> **TEXTAUSZUG**:
══════
1902, Prosadrama von Maurice Maeterlinck) steht auch hinsichtlich der Gattung
Lied (Klavierlied) an erster Stelle Claude Debussy, der in seinen "Proses
lyriques" (1893) eigene Prosatexte komponierte. Für die neuere Zeit
sei auf den für Hummel als "Schulhaupt" wichtigen Paul Hindemith
verwiesen, der 1933 - sicherlich mit starkem Bezug auf das politische Geschehen
- Klavierlieder auf Prosatexte von Matthias Claudius geschrieben hat. Später
wurden z.B. Prosatexte aus den "Illuminations" von Arthur Rimbaud
durch Benjamin Britten ("Les Illuminations" op. 18, 1939) und
Hans Werner Henze ("Being Beauteous", 1963) vertont, beide übrigens
mit Streicher - wenn auch nicht Quartettbegleitung. Der Prosatext führt dazu,
dass Hummel sich auch in seiner Musik ganz weitgehend von jeglicher periodischen
Metrik löst, obschon er an einzelnen Stellen des Van Gogh-Zyklus nicht auf
symmetrische Entsprechungen und Sequenzen verzichtet. Auch hier wird bisweilen
der Übergang zu bloßem Sprechen vollzogen: in Fragment III
sowie in den Fragmenten VII und VIII, wo das Sprechen quasi
als ein erlöschendes Echo der zuvor gesungenen Phrase erscheint.
══════
> **DATENSATZ**:
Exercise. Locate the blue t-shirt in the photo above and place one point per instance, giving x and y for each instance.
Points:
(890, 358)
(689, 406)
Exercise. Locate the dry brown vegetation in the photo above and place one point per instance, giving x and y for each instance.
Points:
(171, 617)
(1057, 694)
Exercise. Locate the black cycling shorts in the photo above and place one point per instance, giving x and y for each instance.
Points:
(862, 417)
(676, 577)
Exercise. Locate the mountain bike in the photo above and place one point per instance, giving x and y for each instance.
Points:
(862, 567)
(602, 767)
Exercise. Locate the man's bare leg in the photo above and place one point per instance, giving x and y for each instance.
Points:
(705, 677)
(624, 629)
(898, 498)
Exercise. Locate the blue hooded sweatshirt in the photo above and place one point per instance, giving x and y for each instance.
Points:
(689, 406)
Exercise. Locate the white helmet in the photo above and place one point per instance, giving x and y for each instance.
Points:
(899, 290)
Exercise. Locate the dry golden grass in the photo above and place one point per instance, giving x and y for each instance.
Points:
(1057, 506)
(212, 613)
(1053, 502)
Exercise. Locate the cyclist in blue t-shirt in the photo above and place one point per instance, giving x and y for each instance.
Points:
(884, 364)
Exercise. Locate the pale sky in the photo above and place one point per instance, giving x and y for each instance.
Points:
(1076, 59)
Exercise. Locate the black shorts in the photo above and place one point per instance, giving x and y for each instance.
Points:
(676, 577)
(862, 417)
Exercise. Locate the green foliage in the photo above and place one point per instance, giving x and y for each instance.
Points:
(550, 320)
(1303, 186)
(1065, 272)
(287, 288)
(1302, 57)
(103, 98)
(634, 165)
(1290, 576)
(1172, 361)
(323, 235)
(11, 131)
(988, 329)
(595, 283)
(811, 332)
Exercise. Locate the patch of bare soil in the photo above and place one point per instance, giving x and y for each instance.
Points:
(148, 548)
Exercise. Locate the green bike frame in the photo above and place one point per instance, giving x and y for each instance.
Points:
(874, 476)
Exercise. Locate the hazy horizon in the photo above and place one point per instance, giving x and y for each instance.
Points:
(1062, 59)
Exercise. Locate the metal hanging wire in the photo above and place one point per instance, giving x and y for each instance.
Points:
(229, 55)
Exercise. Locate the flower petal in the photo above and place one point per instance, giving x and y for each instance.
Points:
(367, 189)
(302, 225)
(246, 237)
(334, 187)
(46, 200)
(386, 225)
══════
> **DEINE AUFGABE**: Fasse den Textauszug in zwei Sätzen zusammen. Nutze ausschließlich den Textauszug.

> **LÖSUNG**: Der Textauszug nennt Vertonungen von Prosatexten im Lied, etwa Debussys "Proses lyriques" (1893), Hindemiths Klavierlieder auf Prosatexte von Matthias Claudius (1933) sowie die Vertonungen von Texten aus Rimbauds "Illuminations" durch Britten und Henze. Wegen des Prosatexts löst sich Hummel in seiner Musik weitgehend von periodischer Metrik, und in den Fragmenten III, VII und VIII geht er bisweilen zu bloßem Sprechen über.